Aim of the task:
Write the data out again, exactly as given.

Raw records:
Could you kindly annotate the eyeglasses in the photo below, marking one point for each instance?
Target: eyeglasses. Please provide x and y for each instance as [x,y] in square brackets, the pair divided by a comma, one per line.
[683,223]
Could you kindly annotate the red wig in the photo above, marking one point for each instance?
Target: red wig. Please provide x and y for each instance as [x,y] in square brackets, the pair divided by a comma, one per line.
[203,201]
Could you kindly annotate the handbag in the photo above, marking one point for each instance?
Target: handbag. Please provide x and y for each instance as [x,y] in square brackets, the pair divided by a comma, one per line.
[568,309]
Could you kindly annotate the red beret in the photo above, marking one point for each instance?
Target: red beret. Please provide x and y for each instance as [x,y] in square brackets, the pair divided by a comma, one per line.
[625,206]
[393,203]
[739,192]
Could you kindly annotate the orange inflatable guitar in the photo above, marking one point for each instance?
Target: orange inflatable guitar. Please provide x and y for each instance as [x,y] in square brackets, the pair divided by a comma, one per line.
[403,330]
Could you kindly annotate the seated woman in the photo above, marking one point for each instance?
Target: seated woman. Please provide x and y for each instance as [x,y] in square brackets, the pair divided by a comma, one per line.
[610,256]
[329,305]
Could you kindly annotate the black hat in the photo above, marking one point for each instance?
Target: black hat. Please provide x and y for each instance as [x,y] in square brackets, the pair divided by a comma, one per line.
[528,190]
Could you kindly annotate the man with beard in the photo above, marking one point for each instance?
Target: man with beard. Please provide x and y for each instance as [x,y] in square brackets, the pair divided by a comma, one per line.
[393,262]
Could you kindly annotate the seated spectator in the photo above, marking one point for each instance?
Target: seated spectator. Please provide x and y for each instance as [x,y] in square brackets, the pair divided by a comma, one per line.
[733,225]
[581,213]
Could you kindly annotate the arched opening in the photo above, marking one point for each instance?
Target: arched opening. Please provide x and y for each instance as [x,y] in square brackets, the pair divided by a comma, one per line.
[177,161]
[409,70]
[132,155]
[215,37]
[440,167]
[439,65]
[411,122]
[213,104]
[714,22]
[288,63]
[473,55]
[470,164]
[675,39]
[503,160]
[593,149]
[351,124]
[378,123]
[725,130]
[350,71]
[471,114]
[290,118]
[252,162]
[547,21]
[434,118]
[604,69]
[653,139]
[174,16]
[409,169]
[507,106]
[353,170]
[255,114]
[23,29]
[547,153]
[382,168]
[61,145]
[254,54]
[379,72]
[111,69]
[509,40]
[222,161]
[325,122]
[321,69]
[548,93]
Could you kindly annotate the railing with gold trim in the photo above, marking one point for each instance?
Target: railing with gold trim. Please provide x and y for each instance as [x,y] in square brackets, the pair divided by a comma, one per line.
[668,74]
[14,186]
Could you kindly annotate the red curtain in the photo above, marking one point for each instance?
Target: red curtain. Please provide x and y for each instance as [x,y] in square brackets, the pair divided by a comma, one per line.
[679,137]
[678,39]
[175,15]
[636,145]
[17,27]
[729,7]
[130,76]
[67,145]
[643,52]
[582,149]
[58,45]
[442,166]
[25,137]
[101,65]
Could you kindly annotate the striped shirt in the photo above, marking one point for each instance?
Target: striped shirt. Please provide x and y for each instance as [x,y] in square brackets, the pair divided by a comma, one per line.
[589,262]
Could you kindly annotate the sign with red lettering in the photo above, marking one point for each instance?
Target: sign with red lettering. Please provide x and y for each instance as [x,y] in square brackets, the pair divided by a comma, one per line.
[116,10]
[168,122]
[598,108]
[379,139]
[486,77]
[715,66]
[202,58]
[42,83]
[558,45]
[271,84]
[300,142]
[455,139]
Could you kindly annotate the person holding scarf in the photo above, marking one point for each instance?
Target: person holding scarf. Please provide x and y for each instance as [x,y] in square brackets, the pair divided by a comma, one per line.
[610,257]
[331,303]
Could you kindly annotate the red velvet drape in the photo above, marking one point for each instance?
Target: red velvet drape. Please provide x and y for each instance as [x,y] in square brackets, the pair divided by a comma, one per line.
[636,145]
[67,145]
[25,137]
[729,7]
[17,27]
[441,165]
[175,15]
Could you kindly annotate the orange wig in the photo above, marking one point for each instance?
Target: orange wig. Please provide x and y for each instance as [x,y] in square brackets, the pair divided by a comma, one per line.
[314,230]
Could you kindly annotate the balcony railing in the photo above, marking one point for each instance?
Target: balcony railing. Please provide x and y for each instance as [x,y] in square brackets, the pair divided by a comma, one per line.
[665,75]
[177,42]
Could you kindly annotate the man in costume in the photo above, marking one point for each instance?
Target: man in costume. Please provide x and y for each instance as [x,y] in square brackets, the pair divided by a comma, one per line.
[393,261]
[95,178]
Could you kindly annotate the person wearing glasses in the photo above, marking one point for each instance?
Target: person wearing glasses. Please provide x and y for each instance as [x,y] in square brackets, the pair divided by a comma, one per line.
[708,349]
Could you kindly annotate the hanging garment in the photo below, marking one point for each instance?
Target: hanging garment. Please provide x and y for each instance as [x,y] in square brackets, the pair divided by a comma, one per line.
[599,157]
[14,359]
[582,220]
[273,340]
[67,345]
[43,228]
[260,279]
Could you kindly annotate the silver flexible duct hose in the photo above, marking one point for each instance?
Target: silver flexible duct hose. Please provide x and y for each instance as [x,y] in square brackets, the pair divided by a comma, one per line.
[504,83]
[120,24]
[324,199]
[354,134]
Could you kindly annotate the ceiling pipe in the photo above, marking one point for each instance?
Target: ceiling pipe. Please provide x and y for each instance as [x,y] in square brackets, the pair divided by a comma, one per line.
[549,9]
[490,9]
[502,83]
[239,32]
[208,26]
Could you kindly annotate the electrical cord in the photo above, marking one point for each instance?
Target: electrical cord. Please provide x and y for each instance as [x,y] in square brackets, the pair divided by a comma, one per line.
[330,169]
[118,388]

Task answer:
Could you kindly annotate the eyeglasses in the photo below, marking one point for each instance?
Target: eyeglasses. Please provide x and y for each instance as [x,y] in square brackets, the pair divided by a comma, one per line.
[683,223]
Could you kindly annotate the red wig in the photo above, marking one point for each instance?
Target: red wig. Please provide x and y for each instance as [x,y] in square brackets, the pair divided by a comma, one per line.
[203,201]
Could you kindly annotate the handbag in the photo above, marking one point for each instance?
Target: handbag. Please provide x and y for each instance as [x,y] in square brackets, the pair divided by a comma, one per line.
[568,309]
Could you kindly annotate the red beret in the photo above, marking one point for each instance?
Target: red beret. Please provide x and y for each instance as [x,y] in square brackets, the pair divided by a comma, one per line.
[625,206]
[393,203]
[739,192]
Could you kindly annotate the orange inflatable guitar in the photo above, marking one point for each instance?
Target: orange inflatable guitar. Please provide x and y for each instance as [x,y] in square brackets, the pair divided by a comma, one per line.
[403,330]
Could you kindly annotate the seated woman in the photo above, marking one point for each instance?
Target: seated woman. Please provide x and y for each instance as [x,y] in square brackets, the pair divided by a comma, one per line.
[610,256]
[329,305]
Could you kindly annotate the black hat in the photo above, marking one point for each instance?
Target: black hat. Please provide x and y for each instance as [x,y] in square brackets, the pair divided by a comma, one per line.
[528,190]
Could you kindly annotate the man with beard in the photo above, marking one point for each instance?
Target: man with beard. Please provide x and y for each instance as [x,y] in square brackets, the pair divided by a comma, one per line.
[393,262]
Could you kindly annotate the seated spectator in the photo above, marking one point for each instance?
Target: seated spectator. Please provide x and y for each instance as [x,y] in square brackets, the pair divided by a comma, one per line.
[733,225]
[581,213]
Could you kindly annotate the arched opening in the photo above, marking one point for each instance?
Target: arched opening. Please provide x and y for each instance as [x,y] in square brackets, the pair divided by a comma, one per line.
[177,161]
[409,70]
[132,155]
[215,37]
[440,167]
[439,65]
[411,122]
[213,104]
[714,22]
[288,63]
[473,55]
[470,164]
[675,39]
[503,160]
[593,149]
[351,124]
[378,123]
[725,130]
[350,71]
[471,114]
[290,118]
[252,162]
[547,21]
[434,118]
[604,69]
[653,139]
[174,16]
[409,169]
[507,106]
[353,170]
[255,114]
[23,29]
[547,153]
[382,168]
[61,145]
[254,54]
[379,72]
[111,69]
[509,40]
[222,161]
[325,122]
[321,69]
[548,93]
Could you kindly annotate the railing with gold trim in the photo above, marking one point for each instance?
Target: railing with gold trim. Please provide x and y for each instance as [x,y] in square brackets, the pair divided by a comma, one per line.
[668,74]
[14,186]
Could you kindly annotate the red curtain in the photo above, marking one point for each instance?
Target: red curtain. Please provide x and y for each instance as [x,y] in square brackets, the pair divided by a comma, one per line.
[679,137]
[678,39]
[175,15]
[636,145]
[17,27]
[729,7]
[130,76]
[67,145]
[643,52]
[582,149]
[58,45]
[442,166]
[25,137]
[101,65]
Could you kindly annotate the striped shirt in the photo above, marking one point for each instance?
Target: striped shirt. Please provide x and y for each instance as [x,y] in square brackets, the pair divided by a comma, one per line.
[589,262]
Could you kindly annotate the sign with red lettering in the photo above, marking one point for each instance?
Target: sign with red lettering. Please provide x and y for each instance as [x,y] in square brackets, the pair divided by a comma, one per line.
[116,10]
[168,122]
[598,108]
[379,139]
[486,77]
[715,66]
[202,58]
[42,83]
[558,45]
[271,84]
[300,142]
[455,139]
Could you kindly annotate the person holding scarf in the photo above, marking one point for each instance?
Target: person holding scarf. Please provide x and y for each instance as [x,y] in square brackets, the pair divided by a comma, one per line.
[610,257]
[331,303]
Could you kindly annotate the red velvet drape in the photo above, marking one point for each instance?
Target: red velvet drape. Please provide x and y for each instance as [x,y] in square brackets, the pair divided by a comma, one per line.
[636,145]
[67,145]
[25,137]
[729,7]
[17,27]
[441,165]
[175,15]
Could you kindly annotate the orange wig in the photo above, marking one point for each instance?
Target: orange wig. Please provide x and y for each instance as [x,y] in square brackets, the pair divided by a comma, one per line.
[314,230]
Could you kindly annotate the balcony railing in the photo above, marking one point for each instance?
Target: balcony railing. Please provide x and y for each instance as [x,y] in square brackets, the pair divided by a comma, one per line.
[665,75]
[177,42]
Could you kindly annotate the man in costume in the photo above, marking one point for each instance?
Target: man in costume. Please provide x and y for each instance as [x,y] in square brackets, the pair divided by a comma, one per line.
[393,261]
[95,178]
Could you kindly annotate the person wearing glasses in the photo above, marking one point for each instance?
Target: person wearing glasses. Please provide x and y for each instance as [x,y] in square brackets, the pair divided by a comma, one per line.
[708,349]
Could you kindly annotate the hanging garment in the photo below, marking one point for each instance?
Target: hanging garment. Please provide x and y for each instance as [x,y] in square brackets, the pair divided by a comma, one per line.
[599,157]
[14,359]
[582,220]
[273,340]
[67,345]
[43,228]
[260,279]
Could you kindly annotate the silver flexible duct hose in the photo above, marking one point for each instance?
Target: silver flexible duct hose. Please provide x and y for each instance as [x,y] in square brackets, the pair divided by a comma, one per line.
[504,83]
[120,24]
[324,199]
[354,134]
Could you kindly annotate the ceiling pipe in the photo above, marking one point for each instance?
Target: ceiling pipe. Please provide x and y for each instance as [x,y] in square brackets, the pair divided by a comma, one per line.
[549,9]
[490,9]
[502,83]
[239,32]
[208,26]
Could you kindly annotate the electrical cord in the photo above, marking one point for each instance?
Target: electrical cord. Please provide x and y for each instance as [x,y] in square brackets, the pair divided by a comma, one per line.
[330,169]
[118,388]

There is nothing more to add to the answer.